* [To do]: Write the line that includes "TARGET = snake eye" and all subsequent lines, exactly as written, and nothing more.

[Data records]

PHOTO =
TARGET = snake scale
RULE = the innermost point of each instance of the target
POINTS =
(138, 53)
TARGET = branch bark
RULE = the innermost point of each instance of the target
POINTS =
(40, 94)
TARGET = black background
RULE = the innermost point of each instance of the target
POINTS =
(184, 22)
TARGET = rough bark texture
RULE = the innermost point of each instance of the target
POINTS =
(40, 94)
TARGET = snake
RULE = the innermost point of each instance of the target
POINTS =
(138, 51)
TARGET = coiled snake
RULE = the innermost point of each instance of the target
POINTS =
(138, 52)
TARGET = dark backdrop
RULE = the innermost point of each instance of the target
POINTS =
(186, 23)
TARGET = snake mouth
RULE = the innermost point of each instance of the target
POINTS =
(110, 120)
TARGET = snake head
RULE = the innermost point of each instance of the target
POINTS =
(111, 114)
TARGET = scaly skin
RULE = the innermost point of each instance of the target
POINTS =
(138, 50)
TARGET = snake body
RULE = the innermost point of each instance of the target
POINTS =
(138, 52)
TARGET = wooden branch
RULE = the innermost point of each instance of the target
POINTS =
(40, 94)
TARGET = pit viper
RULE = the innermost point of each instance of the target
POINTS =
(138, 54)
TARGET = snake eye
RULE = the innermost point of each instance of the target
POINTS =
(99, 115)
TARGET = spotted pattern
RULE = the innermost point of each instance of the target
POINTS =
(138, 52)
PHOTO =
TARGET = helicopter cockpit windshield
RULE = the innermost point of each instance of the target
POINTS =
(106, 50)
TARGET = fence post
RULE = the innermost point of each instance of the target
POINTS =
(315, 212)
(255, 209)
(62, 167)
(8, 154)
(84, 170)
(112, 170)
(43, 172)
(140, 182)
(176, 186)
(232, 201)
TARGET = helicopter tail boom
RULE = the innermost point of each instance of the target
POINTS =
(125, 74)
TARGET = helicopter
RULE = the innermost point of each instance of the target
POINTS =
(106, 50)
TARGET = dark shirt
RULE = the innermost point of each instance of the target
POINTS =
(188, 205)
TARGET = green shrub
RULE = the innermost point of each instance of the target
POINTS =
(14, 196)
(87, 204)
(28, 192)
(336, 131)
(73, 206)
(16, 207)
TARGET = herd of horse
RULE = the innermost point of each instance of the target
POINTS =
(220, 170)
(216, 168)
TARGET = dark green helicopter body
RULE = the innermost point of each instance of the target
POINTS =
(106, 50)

* [Finished exercise]:
TARGET = snake eye
RULE = the innermost point of each instance of the target
POINTS =
(99, 115)
TARGET = spotted pattern
RULE = the innermost point of each instance of the target
POINTS =
(138, 52)
PHOTO =
TARGET = helicopter cockpit windshield
RULE = the innermost point of each instance of the target
POINTS =
(106, 50)
TARGET = fence post
RULE = the innermost point of each instance of the target
POINTS =
(315, 212)
(255, 209)
(62, 167)
(8, 154)
(84, 170)
(112, 170)
(43, 172)
(140, 182)
(176, 186)
(232, 201)
TARGET = helicopter tail boom
RULE = the innermost point of each instance of the target
POINTS =
(125, 74)
TARGET = helicopter
RULE = the innermost point of each instance of the target
POINTS =
(106, 50)
TARGET = dark shirt
RULE = the innermost point of each instance of the target
POINTS =
(188, 205)
TARGET = green shrub
RULE = the innermost point of each instance of the target
POINTS =
(14, 196)
(87, 204)
(28, 192)
(336, 131)
(73, 206)
(16, 207)
TARGET = herd of horse
RULE = the innermost point of each instance of the target
POINTS =
(220, 170)
(216, 168)
TARGET = dark green helicopter body
RULE = the innermost point of each instance of the target
POINTS =
(106, 50)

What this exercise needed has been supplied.